> Page excerpt
Start of Block
Paul, thanks for posting such a great layout, I love the era and the theme, a fitting tribute to all forces during WW1. The detail is fantastic, and covers a lot of aspects of that time.
Hello Phil, Your layout is awesome, you certainly have history come alive. Early 20th century model railroad layouts are pretty rare here in the States.
What a pleasure to wake up to this AM. Thanks for sharing and thanks to Al for posting
It’s Phil not Paul guys but I have been called a lot worst.
The railway gun is produced by Oxford Rail here is some info on it
The BL 18-inch railway howitzer was developed during World War 1, but did not actually enter service until 1920. Five guns and two complete pieces of equipment on railway wagons were produced but they were never fired in action, being stored after WW1.
It will run but I have decided to use it as a static model as it needs some significant clearances to run
Thanks for the comments
Too Cool,I like it!!
Phil, what a great layout, well done. Being a model railroader, railfan and WW 1 history buff I really enjoyed your work. Thank you for sharing it, keep up the great work.
Chuck M. USA
Happy New Year to each and every who read these postings,
Phil, your WW1 layout is very good in detail and scenery. I hope you can add more track and scenery to the layout. Wonderful job. AL I must Thank You for all of your time and energy for posting all updates and new showings of the layouts and Info
of how too’s for layouts, scenery, track additions or replacement’s and other usefulness information.
End of Block
> Problem statement
Reproduce the layout comments word for word, starting at "Paul, thanks for" and ending at "in the States.". Work only from the layout comments above.

> Dataset extract
Start of Block
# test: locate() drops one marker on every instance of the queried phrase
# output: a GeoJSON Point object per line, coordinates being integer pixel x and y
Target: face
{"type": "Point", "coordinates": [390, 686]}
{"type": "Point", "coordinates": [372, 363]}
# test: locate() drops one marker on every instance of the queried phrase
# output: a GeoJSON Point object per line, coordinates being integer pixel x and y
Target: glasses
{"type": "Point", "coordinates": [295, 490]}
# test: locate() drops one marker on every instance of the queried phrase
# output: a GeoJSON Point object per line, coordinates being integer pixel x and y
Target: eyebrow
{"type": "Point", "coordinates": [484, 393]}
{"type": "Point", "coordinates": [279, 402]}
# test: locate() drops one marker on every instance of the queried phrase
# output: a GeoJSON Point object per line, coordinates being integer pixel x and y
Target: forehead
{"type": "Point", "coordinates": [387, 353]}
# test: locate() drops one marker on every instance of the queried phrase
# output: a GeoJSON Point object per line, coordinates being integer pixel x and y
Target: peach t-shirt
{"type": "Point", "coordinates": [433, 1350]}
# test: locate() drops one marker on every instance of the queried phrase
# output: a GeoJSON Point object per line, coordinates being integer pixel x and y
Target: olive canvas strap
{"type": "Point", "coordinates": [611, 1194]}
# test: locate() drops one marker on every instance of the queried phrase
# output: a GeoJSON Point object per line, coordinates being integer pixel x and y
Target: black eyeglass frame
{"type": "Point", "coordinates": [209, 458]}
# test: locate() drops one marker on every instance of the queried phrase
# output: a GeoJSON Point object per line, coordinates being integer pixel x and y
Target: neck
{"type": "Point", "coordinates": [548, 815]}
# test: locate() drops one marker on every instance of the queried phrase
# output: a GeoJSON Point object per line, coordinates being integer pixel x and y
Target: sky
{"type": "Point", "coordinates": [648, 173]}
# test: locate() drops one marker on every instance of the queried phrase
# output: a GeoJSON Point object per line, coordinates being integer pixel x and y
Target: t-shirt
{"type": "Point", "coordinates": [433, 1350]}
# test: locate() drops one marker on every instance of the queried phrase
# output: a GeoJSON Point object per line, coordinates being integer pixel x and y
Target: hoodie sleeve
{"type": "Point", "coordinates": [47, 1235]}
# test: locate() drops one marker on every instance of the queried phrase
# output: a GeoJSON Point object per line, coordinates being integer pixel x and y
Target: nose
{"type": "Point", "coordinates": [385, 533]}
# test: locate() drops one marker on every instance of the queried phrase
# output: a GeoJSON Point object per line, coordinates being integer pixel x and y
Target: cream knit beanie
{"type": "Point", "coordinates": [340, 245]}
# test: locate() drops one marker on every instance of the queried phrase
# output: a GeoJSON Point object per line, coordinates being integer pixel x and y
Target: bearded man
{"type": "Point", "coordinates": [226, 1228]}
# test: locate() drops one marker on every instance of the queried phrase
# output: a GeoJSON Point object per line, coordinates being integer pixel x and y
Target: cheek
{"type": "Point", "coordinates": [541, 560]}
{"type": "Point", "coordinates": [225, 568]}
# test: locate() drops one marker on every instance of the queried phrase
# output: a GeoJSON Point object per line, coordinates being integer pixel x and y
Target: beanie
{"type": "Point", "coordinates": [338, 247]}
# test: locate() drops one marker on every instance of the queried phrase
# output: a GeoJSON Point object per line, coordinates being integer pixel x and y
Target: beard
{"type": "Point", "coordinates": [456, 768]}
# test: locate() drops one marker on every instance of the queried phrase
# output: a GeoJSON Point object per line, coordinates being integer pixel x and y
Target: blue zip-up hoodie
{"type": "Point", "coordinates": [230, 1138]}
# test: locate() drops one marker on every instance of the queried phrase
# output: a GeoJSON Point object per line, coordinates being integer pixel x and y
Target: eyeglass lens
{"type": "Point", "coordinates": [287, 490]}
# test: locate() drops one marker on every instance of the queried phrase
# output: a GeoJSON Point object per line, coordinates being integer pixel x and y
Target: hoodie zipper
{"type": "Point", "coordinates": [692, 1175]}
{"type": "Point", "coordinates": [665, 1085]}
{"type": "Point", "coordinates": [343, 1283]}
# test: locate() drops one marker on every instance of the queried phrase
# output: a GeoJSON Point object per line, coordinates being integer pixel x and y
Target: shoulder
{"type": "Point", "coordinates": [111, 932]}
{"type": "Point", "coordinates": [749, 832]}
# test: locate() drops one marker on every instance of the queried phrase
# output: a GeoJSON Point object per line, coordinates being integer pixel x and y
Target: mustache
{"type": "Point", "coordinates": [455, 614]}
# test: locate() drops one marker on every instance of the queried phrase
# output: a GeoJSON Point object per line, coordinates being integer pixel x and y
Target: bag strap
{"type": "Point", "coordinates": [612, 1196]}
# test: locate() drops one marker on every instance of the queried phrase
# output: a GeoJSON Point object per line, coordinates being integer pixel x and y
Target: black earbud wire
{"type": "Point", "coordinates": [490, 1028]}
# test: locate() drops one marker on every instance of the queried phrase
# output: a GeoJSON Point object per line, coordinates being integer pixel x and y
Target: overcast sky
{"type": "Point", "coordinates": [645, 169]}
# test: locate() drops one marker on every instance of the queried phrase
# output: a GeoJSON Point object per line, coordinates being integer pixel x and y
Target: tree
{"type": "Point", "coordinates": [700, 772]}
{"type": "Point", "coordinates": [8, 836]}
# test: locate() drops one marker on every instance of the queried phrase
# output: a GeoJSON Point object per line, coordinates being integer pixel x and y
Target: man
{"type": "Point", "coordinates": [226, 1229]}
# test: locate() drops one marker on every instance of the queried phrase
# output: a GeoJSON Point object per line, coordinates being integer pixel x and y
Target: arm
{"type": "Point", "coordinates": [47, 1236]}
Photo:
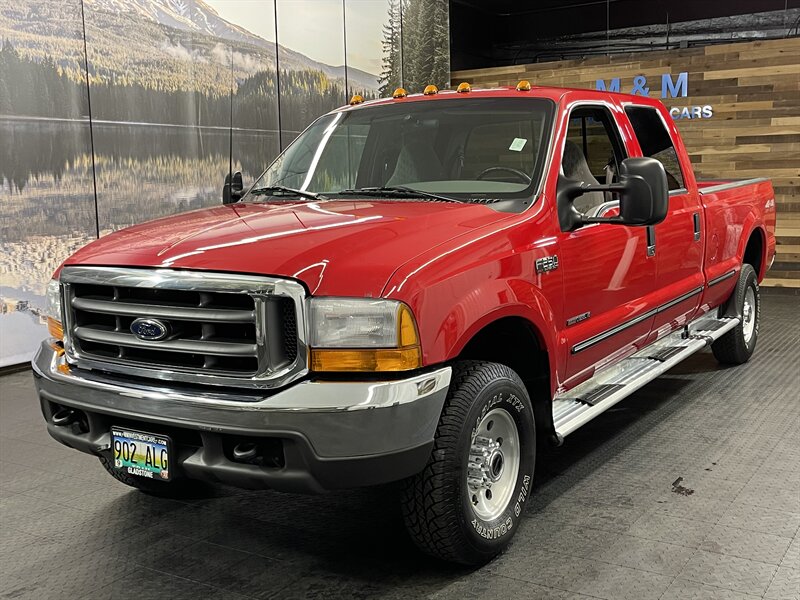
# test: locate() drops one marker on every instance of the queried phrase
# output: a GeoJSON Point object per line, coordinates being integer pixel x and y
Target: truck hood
{"type": "Point", "coordinates": [335, 247]}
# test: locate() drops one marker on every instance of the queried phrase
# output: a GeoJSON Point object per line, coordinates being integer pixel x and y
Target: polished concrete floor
{"type": "Point", "coordinates": [689, 489]}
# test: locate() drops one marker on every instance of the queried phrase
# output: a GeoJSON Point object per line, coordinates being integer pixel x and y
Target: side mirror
{"type": "Point", "coordinates": [233, 188]}
{"type": "Point", "coordinates": [643, 196]}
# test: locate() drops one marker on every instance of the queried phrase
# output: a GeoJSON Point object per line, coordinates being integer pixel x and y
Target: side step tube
{"type": "Point", "coordinates": [583, 403]}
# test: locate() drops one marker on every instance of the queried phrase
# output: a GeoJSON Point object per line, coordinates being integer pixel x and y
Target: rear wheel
{"type": "Point", "coordinates": [177, 488]}
{"type": "Point", "coordinates": [737, 346]}
{"type": "Point", "coordinates": [465, 506]}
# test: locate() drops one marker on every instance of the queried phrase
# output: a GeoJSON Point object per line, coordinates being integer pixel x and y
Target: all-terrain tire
{"type": "Point", "coordinates": [439, 504]}
{"type": "Point", "coordinates": [736, 346]}
{"type": "Point", "coordinates": [177, 488]}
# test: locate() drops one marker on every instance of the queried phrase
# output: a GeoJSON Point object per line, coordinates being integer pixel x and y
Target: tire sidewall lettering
{"type": "Point", "coordinates": [504, 525]}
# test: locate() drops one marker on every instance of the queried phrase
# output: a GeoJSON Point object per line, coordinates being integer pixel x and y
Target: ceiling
{"type": "Point", "coordinates": [481, 29]}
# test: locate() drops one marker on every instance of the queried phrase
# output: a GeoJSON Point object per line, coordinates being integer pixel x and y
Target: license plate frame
{"type": "Point", "coordinates": [149, 457]}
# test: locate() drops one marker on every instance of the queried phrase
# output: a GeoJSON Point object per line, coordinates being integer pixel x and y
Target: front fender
{"type": "Point", "coordinates": [455, 294]}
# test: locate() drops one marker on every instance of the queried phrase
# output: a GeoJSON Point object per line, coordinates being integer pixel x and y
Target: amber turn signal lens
{"type": "Point", "coordinates": [55, 328]}
{"type": "Point", "coordinates": [391, 359]}
{"type": "Point", "coordinates": [406, 328]}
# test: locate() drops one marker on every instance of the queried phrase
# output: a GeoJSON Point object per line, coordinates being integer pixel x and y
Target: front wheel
{"type": "Point", "coordinates": [737, 346]}
{"type": "Point", "coordinates": [466, 505]}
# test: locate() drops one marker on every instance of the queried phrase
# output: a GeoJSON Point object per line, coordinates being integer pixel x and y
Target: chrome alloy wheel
{"type": "Point", "coordinates": [493, 467]}
{"type": "Point", "coordinates": [749, 315]}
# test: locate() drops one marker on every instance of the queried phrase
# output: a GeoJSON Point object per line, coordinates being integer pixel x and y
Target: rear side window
{"type": "Point", "coordinates": [655, 141]}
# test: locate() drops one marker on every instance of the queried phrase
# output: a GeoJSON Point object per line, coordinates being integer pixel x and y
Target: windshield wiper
{"type": "Point", "coordinates": [280, 190]}
{"type": "Point", "coordinates": [396, 190]}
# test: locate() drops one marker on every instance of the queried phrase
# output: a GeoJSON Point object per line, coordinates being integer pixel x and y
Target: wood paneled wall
{"type": "Point", "coordinates": [754, 89]}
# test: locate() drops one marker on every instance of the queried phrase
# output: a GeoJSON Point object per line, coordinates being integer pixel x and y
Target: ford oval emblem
{"type": "Point", "coordinates": [151, 330]}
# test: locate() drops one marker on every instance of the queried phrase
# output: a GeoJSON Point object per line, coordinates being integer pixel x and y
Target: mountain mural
{"type": "Point", "coordinates": [153, 41]}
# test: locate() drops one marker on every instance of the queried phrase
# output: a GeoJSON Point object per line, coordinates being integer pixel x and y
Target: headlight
{"type": "Point", "coordinates": [361, 334]}
{"type": "Point", "coordinates": [53, 310]}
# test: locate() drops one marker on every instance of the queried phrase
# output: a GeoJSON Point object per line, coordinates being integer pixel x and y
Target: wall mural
{"type": "Point", "coordinates": [113, 113]}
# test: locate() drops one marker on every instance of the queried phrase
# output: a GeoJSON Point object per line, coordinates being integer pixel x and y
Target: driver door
{"type": "Point", "coordinates": [607, 270]}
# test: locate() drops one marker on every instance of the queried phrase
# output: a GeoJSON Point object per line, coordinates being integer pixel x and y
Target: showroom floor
{"type": "Point", "coordinates": [689, 489]}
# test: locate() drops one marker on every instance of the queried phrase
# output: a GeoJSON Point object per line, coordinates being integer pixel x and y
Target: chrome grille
{"type": "Point", "coordinates": [222, 329]}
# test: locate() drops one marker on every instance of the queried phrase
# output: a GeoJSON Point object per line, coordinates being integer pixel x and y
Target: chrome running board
{"type": "Point", "coordinates": [583, 403]}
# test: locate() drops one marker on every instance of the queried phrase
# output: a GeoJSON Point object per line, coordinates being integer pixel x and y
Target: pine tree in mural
{"type": "Point", "coordinates": [416, 41]}
{"type": "Point", "coordinates": [391, 75]}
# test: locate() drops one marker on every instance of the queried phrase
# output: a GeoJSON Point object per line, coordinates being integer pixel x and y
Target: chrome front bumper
{"type": "Point", "coordinates": [334, 434]}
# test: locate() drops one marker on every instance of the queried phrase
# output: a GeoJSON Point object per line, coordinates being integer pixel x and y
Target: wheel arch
{"type": "Point", "coordinates": [517, 342]}
{"type": "Point", "coordinates": [754, 251]}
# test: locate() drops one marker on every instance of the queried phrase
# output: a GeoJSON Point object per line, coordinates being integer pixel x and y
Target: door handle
{"type": "Point", "coordinates": [651, 240]}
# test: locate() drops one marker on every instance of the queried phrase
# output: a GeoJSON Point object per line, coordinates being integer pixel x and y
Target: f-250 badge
{"type": "Point", "coordinates": [548, 263]}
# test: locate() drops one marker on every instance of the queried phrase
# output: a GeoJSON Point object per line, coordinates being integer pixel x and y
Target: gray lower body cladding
{"type": "Point", "coordinates": [321, 435]}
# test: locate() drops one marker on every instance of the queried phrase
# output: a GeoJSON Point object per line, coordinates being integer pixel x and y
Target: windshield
{"type": "Point", "coordinates": [479, 149]}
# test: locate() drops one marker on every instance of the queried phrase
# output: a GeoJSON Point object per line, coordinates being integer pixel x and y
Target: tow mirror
{"type": "Point", "coordinates": [232, 190]}
{"type": "Point", "coordinates": [643, 196]}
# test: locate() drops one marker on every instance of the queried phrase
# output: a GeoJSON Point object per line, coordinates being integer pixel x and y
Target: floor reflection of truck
{"type": "Point", "coordinates": [417, 289]}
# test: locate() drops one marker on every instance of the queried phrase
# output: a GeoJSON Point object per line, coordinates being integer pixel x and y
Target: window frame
{"type": "Point", "coordinates": [681, 189]}
{"type": "Point", "coordinates": [616, 140]}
End of Block
> Answer space
Paul, thanks for posting such a great layout, I love the era and the theme, a fitting tribute to all forces during WW1. The detail is fantastic, and covers a lot of aspects of that time.
Hello Phil, Your layout is awesome, you certainly have history come alive. Early 20th century model railroad layouts are pretty rare here in the States.